# Extrait de page:
Film énigmatique et captivant, Chili 1976 met en scène l’histoire politique à travers le regard d’une femme dont le quotidien se trouve soudainement bouleversé. Manuela Martelli signe un premier long-métrage stupéfiant de maîtrise et de tension.
Carmen veut simplement repeindre les murs de sa maison de vacances, au bord de la mer. Elle voudrait quelque chose de coloré, de vif, comme s’il revenait aux parois et aux plafonds de fournir la couleur enjouée que les cieux de son pays ne peuvent plus lui offrir. Le film s’ouvre alors que Carmen est chez l’artisan peintre qui lui propose des couleurs. Elle feuillette un guide touristique de Venise pour retrouver la couleur exacte qu’elle souhaite, semblable à celle qui orne les palais longeant le Grand Canal de la Sérénissime. Alors qu’elle saisit un pinceau trempé dans la peinture pour vérifier si la teinte correspond à ses désirs, le brouhaha dans la rue lui fait détourner la tête, et une goutte de peinture vient s’écraser sur son escarpin verni — comme pour symboliser que la vie embourgeoisée et bien réglée de Carmen va lentement se dérégler.
Chili 1976 est en ce sens un film étrange. Tout semble nimbé d’une ambiance de peur et de terreur latente, comme si une catastrophe pouvait s’abattre à chaque instant sur la vie des protagonistes. Or, la catastrophe, ou du moins le risque, est d’emblée donné dans le titre du premier long-métrage de Manuela Martelli. La date clairement annoncée peut faire croire que le film consistera en une chronique politique de la vie et de la résistance chilienne sous la dictature de Pinochet, arrivé au pouvoir après un coup d’Etat en 1973. Il n’en est rien. Au contraire, c’est bien plutôt au rythme de la rénovation de la maison de vacances que le film se déploie. Carmen dirige les travaux, accueille ses petits-enfants, dresse une liste de courses à l’aide de sa cuisinière. Toute une vie préservée de la violence du régime de Pinochet, une vie bourgeoise, se déroulant presque à l’écart du tumulte du monde. De manière révélatrice, le nom même de Pinochet n’est jamais cité — ou alors incidemment par la voix d’un présentateur de journal télévisé, émanant d’un poste qu’on avait laissé allumé.

# Données fournies:

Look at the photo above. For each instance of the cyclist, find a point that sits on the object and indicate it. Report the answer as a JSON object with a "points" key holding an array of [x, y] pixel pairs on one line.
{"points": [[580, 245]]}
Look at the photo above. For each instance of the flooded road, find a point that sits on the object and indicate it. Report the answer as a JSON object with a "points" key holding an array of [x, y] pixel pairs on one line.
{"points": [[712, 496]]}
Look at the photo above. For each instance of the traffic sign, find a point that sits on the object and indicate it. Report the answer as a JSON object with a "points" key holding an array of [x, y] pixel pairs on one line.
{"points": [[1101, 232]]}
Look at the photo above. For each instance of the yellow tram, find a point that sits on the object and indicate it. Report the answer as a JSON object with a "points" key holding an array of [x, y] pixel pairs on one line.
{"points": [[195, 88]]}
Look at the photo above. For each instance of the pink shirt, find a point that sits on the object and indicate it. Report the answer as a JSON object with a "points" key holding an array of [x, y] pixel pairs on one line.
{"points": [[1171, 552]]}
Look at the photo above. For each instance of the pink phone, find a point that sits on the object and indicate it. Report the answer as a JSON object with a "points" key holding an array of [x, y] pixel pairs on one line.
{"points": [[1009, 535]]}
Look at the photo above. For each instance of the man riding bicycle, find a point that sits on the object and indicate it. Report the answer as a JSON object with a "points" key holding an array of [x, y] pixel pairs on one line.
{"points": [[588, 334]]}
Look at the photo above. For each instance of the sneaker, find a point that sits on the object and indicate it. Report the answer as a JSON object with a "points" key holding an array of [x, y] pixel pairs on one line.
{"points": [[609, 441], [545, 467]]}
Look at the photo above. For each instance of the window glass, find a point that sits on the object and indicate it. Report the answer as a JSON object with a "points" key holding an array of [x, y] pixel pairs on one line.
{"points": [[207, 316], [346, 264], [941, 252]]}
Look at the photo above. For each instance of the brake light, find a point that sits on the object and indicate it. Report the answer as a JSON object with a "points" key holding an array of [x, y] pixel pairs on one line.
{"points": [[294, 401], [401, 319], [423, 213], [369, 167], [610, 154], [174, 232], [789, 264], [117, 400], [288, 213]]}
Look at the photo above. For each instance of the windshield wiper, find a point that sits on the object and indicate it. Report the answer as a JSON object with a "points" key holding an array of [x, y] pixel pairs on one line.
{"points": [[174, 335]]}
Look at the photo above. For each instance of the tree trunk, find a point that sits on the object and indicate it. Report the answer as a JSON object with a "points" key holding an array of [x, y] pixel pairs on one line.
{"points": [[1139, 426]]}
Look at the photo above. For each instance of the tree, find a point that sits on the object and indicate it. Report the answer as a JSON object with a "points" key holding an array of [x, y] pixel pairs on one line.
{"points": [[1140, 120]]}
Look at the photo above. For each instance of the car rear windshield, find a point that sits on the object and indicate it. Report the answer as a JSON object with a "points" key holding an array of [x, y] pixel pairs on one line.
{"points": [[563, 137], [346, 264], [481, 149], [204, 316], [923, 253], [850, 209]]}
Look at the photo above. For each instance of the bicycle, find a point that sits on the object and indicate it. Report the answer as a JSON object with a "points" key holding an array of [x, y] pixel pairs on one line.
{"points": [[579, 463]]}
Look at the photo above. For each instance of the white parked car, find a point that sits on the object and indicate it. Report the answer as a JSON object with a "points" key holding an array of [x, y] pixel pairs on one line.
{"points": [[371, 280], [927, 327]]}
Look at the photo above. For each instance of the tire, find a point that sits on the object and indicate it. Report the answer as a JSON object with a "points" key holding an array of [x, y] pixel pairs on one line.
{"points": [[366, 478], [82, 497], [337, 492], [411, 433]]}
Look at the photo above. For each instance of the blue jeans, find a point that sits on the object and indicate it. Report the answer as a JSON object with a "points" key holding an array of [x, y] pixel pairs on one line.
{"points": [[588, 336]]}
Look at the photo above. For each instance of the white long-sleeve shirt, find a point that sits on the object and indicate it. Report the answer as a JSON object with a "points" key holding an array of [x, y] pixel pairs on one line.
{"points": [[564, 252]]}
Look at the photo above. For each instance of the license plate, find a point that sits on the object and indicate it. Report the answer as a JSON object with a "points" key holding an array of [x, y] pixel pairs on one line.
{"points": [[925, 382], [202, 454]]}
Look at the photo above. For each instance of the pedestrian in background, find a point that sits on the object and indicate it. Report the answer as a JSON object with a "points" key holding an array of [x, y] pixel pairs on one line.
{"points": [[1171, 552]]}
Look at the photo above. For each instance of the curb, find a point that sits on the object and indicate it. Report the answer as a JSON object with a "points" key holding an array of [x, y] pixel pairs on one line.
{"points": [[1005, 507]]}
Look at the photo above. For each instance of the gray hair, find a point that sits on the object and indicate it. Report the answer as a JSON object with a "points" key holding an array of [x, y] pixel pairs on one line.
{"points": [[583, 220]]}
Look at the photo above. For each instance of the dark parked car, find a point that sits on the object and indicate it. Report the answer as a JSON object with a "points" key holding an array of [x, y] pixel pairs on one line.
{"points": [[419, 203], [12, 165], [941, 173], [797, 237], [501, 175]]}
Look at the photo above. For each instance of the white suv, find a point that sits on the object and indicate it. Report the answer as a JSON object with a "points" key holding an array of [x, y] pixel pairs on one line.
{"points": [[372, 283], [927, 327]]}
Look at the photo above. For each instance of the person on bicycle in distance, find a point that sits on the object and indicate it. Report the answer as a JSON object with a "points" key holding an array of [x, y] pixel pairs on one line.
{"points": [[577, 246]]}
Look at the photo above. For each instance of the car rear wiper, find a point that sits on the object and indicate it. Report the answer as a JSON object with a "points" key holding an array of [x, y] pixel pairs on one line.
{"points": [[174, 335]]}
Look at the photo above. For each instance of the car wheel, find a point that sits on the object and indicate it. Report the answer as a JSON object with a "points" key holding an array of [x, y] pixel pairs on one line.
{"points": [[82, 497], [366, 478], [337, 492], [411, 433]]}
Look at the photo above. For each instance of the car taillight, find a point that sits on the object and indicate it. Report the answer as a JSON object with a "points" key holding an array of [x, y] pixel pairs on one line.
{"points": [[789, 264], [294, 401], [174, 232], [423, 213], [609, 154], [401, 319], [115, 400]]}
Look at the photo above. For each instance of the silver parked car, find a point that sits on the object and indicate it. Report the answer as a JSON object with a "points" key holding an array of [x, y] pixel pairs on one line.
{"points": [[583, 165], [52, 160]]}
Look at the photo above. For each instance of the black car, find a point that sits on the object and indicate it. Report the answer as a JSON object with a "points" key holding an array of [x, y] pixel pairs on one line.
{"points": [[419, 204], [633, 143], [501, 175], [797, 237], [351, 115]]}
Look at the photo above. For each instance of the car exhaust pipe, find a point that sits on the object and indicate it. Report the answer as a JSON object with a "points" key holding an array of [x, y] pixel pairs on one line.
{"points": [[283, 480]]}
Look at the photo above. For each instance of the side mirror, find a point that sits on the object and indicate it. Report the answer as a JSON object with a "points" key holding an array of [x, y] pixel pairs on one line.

# Consigne donnée 1:
Relevez toutes les lignes de la liste qui contiennent le mot "wiper", en respectant les majuscules et les minuscules.
# Consigne donnée 2:
Écrivez la suite de la critique du film Chili 1976, en reprenant juste après sa dernière phrase.

# Réponse attendue 1:
Look at the photo above. For each instance of the windshield wiper, find a point that sits on the object and indicate it. Report the answer as a JSON object with a "points" key holding an array of [x, y] pixel pairs on one line.
Look at the photo above. For each instance of the car rear wiper, find a point that sits on the object and indicate it. Report the answer as a JSON object with a "points" key holding an array of [x, y] pixel pairs on one line.

# Réponse attendue 2:
Un thriller psychologique
Pour Carmen, tout bascule presque sans qu’elle ne s’en rende compte, lorsque le vieux prêtre du petit village de bord de mer où se trouve sa maison de vacances lui demande de s’occuper d’un jeune homme blessé qu’il cache chez lui. Elle accepte, sans comprendre. Le jeune homme n’est pas un bandit — du moins pas un bandit pour tout le monde. Il a une plaie à la cuisse, qu’on comprend vite causée par une arme à feu. À compter de ce moment-là, l’existence de Carmen se dédouble pourrait-on dire, et la mise en scène de Manuela Martelli travaille à isoler le personnage des êtres et des choses qui l’entourent. La caméra se fait subjective et semble s’approcher toujours plus près du visage de cette femme, de plus en plus happée par une responsabilité qui la dépasse. Car Carmen s’occupe volontiers du jeune homme blessé. Il est hirsute, hagard, il boîte et n’a sans doute pas encore vingt ans. La cause de sa blessure et la raison de son combat ne seront jamais réellement révélés, mais on les devine trop bien : il s’oppose au régime de Pinochet. Son histoire personnelle importe peu. Car ce qui intéresse Manuela Martelli est bien plutôt ce que symbolise l’irruption de ce jeune homme dans la vie de Carmen. Son existence bourgeoise, rythmée par les déjeuners en famille et les jeux avec les enfants, se trouve non seulement bouleversée, mais prend alors un sens nouveau.
Le spectateur se surprend à trembler avec Carmen, comme si la violence sourde de ce pays soumis à l’arbitraire d’une dictature ignoble venait nous saisir le bras de sa main gantée de fer.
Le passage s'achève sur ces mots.